### Selected text:
## Begin

The US State Department has warned China this would imperil Hong Kong’s special status under US laws and US senators are seeking sanctions on China for impinging on Hong Kong’s independence.

Details of China’s move to amend Hong Kong’s security will be disclosed at the National People’s Congress, which has the introduction of security laws for Hong Kong on its agenda.

China opened the NPC, its annual parliamentary gathering, on Friday. Premier Li Keqiang told delegates there was a need to strengthen Hong Kong’s national security laws. In his speech, Li also abandoned setting any GDP target for economic growth for 2020 on account of the great economic uncertainty.

Louis Kuijs of Oxford Economics said: “The absence of a GDP growth target for this year confirms that, as we expected, policymakers accept that, after the plunge in Q1, economic growth will be low for 2020 as a whole even with a significant sequential recovery in Q2-Q4.”

“The low growth ambitions for this year reflect the fact that a big stimulus package remains unpopular in Beijing amid concerns about excessive leverage and financial instability. Nonetheless, the sizeable overall fiscal deficit target indicates significant policy support for the domestic recovery that we expect to continue despite the challenging external background. We expect year-on-year GDP growth to average 4% in H2.”

## End

In the excerpt on China's parliamentary gathering, what did Premier Li Keqiang decline to set in his speech, and why?

### Data entries:
## Begin

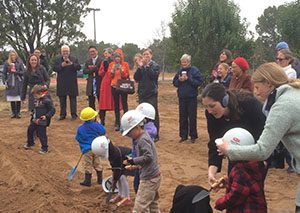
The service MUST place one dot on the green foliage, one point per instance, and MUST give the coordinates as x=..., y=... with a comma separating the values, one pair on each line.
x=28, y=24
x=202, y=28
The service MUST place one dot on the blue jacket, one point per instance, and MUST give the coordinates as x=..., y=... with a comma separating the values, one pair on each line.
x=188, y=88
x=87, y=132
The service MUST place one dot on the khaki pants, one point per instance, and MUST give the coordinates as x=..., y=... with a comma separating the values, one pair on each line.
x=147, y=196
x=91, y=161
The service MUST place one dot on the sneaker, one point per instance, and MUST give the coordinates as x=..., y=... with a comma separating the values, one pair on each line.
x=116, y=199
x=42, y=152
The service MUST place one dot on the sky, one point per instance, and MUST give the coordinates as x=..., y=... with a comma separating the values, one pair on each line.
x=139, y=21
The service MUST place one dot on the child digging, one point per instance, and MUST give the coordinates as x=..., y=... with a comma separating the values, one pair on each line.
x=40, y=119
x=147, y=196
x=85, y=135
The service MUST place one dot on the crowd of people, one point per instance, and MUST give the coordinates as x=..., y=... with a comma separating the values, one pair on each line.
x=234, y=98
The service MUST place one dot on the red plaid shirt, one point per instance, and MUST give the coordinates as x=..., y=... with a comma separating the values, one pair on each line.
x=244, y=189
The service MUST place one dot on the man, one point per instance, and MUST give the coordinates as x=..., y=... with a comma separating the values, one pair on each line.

## End
## Begin

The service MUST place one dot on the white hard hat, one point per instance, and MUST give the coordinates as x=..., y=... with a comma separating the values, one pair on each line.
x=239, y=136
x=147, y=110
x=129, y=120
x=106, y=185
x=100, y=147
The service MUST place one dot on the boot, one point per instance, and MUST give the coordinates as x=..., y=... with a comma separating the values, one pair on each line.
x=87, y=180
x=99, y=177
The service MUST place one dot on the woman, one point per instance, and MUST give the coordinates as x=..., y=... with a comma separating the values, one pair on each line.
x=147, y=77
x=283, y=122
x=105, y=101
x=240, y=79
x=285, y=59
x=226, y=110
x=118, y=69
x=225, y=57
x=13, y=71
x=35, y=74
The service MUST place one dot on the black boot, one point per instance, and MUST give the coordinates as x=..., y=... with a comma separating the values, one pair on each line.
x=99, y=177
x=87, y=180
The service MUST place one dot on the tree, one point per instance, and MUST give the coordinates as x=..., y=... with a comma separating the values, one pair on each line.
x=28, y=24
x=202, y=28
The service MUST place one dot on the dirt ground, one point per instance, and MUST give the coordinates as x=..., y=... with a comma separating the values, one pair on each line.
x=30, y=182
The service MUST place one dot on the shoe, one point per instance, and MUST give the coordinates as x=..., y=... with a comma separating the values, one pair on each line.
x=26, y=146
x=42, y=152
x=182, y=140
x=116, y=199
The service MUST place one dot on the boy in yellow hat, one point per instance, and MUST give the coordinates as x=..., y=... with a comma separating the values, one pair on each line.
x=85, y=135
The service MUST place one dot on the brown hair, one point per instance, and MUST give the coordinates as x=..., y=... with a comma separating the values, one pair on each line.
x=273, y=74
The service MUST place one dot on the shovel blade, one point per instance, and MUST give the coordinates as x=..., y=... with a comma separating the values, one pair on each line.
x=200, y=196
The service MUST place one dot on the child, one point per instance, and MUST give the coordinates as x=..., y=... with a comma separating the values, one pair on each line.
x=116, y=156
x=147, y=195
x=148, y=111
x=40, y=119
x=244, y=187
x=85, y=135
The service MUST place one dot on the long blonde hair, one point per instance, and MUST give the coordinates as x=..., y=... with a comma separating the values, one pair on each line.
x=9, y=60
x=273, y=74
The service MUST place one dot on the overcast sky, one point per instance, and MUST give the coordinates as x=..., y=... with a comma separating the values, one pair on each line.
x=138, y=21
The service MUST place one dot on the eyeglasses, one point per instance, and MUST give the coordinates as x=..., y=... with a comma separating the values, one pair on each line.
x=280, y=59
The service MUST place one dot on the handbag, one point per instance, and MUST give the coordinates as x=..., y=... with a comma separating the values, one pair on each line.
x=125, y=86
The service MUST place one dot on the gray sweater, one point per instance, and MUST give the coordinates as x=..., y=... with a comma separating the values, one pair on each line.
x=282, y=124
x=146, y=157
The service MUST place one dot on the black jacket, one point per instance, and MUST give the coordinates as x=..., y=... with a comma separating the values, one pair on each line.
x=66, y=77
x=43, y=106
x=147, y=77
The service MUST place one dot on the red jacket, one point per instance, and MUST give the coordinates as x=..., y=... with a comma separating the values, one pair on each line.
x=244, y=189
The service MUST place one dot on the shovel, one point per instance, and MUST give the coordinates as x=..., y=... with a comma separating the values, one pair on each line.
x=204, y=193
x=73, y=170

## End

### Finished exercise:
He set no GDP target for economic growth for 2020 because of the great economic uncertainty.